Collected data entries:
#####

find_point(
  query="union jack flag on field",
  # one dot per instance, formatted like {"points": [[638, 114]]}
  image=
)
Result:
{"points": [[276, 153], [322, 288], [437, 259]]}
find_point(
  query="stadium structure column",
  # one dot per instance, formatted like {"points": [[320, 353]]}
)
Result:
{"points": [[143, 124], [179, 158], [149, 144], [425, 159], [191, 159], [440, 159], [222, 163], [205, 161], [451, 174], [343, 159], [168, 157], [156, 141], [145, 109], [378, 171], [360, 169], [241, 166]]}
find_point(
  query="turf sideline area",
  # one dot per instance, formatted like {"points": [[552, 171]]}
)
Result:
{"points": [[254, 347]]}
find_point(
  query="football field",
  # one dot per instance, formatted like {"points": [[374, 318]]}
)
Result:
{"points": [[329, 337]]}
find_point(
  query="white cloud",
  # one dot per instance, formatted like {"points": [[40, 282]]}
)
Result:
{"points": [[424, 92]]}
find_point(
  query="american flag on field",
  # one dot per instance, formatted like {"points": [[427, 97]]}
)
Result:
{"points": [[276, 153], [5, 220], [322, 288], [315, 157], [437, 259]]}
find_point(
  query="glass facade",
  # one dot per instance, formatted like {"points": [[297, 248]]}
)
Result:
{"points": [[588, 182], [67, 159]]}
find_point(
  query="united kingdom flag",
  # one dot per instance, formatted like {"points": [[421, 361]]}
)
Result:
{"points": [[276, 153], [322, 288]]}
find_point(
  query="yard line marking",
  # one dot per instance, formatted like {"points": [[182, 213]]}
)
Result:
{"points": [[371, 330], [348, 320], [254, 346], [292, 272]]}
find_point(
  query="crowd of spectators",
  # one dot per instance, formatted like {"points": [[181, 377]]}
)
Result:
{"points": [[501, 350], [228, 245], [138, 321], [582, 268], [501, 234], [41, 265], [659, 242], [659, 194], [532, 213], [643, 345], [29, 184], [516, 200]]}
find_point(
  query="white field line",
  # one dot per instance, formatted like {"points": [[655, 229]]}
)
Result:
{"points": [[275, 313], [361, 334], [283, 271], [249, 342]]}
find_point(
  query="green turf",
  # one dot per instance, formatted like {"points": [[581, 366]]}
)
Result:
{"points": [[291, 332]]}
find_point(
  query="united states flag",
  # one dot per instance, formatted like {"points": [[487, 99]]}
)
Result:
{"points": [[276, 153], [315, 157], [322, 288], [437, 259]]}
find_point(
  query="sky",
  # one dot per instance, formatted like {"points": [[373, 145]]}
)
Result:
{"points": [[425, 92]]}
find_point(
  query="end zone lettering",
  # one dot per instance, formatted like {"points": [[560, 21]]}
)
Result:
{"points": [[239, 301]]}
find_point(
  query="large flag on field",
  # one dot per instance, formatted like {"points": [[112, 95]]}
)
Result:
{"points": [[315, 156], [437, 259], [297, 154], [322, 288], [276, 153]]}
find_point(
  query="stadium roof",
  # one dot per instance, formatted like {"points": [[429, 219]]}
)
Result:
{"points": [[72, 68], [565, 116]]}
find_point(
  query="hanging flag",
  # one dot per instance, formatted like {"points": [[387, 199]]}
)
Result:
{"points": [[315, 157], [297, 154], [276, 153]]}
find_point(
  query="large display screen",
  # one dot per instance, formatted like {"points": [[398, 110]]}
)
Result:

#####

● **Problem requirements**: Show the data once more, exactly as it was written.

● **Solution to this exercise**:
find_point(
  query="union jack flag on field",
  # one dot per instance, formatted like {"points": [[638, 114]]}
  image=
)
Result:
{"points": [[276, 153], [322, 288], [437, 259]]}
find_point(
  query="stadium structure column",
  # one dot per instance, formatted like {"points": [[320, 353]]}
)
Result:
{"points": [[143, 124], [179, 158], [149, 144], [425, 159], [191, 159], [440, 159], [222, 163], [205, 161], [451, 174], [343, 159], [168, 157], [156, 141], [145, 109], [378, 171], [360, 169], [241, 166]]}
find_point(
  query="turf sideline area",
  # one dot per instance, formatted like {"points": [[552, 171]]}
)
Result:
{"points": [[254, 347]]}
find_point(
  query="football field",
  # one dot per instance, formatted like {"points": [[374, 318]]}
)
Result:
{"points": [[329, 337]]}
find_point(
  query="white cloud",
  # one dot per instance, formatted like {"points": [[40, 282]]}
)
Result:
{"points": [[424, 92]]}
find_point(
  query="american flag on field",
  # one dot per instance, formatted like {"points": [[427, 97]]}
)
Result:
{"points": [[276, 153], [5, 220], [322, 288], [315, 157], [437, 259]]}
find_point(
  query="glass facade",
  # one dot per instance, formatted like {"points": [[297, 248]]}
)
Result:
{"points": [[588, 182], [67, 159]]}
find_point(
  query="united kingdom flag",
  # one dot per instance, formatted like {"points": [[421, 361]]}
)
Result:
{"points": [[276, 153], [322, 288]]}
find_point(
  query="yard line marking",
  # one dot per instance, formatted like {"points": [[182, 213]]}
)
Result:
{"points": [[371, 330], [348, 320], [254, 346], [292, 272]]}
find_point(
  query="crowd of spectators",
  # one dot per instance, formatted like {"points": [[181, 377]]}
)
Result:
{"points": [[501, 350], [228, 245], [138, 321], [582, 268], [501, 234], [41, 265], [659, 242], [659, 194], [532, 213], [643, 345], [29, 184], [516, 200]]}
find_point(
  query="white field line",
  # one dot per instance, formatted like {"points": [[655, 229]]}
)
Result:
{"points": [[275, 313], [361, 334], [283, 271], [249, 342]]}
find_point(
  query="green turf",
  # one dot per instance, formatted like {"points": [[581, 366]]}
)
Result:
{"points": [[291, 332]]}
find_point(
  query="united states flag",
  # one dot per instance, formatted like {"points": [[487, 99]]}
)
Result:
{"points": [[276, 153], [315, 157], [322, 288], [437, 259]]}
find_point(
  query="sky",
  # one dot per instance, formatted like {"points": [[373, 145]]}
)
Result:
{"points": [[425, 92]]}
find_point(
  query="end zone lettering",
  # one dot per instance, formatted like {"points": [[560, 21]]}
)
Result:
{"points": [[239, 301]]}
find_point(
  query="large flag on field",
  # one dot per instance, formatted like {"points": [[112, 95]]}
)
Result:
{"points": [[315, 156], [437, 259], [297, 154], [322, 288], [276, 153]]}
find_point(
  query="stadium roof",
  # one dot per instance, formatted like {"points": [[429, 219]]}
)
Result:
{"points": [[72, 68], [565, 116]]}
find_point(
  query="hanging flag",
  # one dot per instance, formatted like {"points": [[387, 199]]}
)
Result:
{"points": [[315, 157], [297, 154], [276, 153]]}
find_point(
  query="large display screen",
  # one dot per instance, formatted like {"points": [[398, 110]]}
)
Result:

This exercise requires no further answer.